- _What the exercise asks_: Extract the lines beginning with the one that contains "Wildlife camera-trap request: tag the brown" and ending with the one that contains "point(583, 160)", both included, and reproduce them verbatim.

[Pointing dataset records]
+ + + + + + +
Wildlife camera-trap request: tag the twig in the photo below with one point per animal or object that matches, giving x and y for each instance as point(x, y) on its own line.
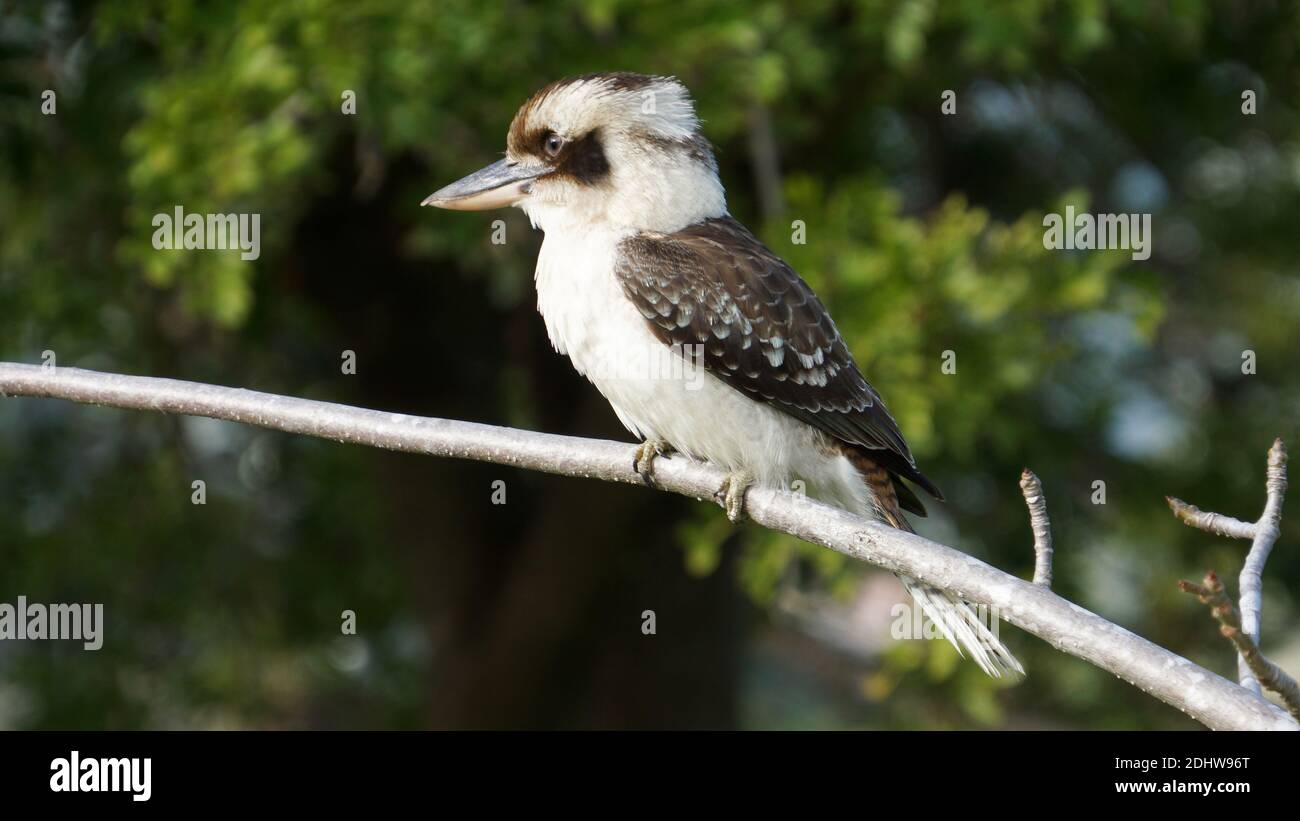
point(1210, 522)
point(1266, 531)
point(1262, 534)
point(1199, 693)
point(1032, 490)
point(1274, 678)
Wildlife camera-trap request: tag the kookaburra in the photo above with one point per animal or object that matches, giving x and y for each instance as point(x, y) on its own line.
point(641, 263)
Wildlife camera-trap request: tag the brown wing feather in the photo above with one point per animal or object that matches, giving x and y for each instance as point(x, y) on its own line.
point(763, 331)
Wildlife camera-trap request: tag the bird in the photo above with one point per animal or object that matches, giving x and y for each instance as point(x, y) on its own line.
point(702, 339)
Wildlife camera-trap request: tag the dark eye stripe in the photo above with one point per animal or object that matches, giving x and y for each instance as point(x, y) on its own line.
point(583, 160)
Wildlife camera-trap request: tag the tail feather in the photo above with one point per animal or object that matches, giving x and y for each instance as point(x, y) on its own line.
point(956, 618)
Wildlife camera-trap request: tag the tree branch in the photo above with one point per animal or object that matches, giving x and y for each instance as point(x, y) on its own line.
point(1199, 693)
point(1041, 526)
point(1262, 534)
point(1210, 593)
+ + + + + + +
- _Task output_:
Wildlife camera-trap request: tag the brown wing feather in the photo above with one point per animal or object that matches, giving x and y for each instance as point(x, y) on its own line.
point(763, 331)
Wildlife camera-trap request: tag the bird in the photo above with one point per animal or object that matches, giving x and y for each instance as point(x, y) on its own line.
point(702, 339)
Wildlife camera-trap request: tag the dark eye stripe in the photo above with one point per animal or object that matches, giving x and y for each instance as point(x, y) on its own line.
point(583, 160)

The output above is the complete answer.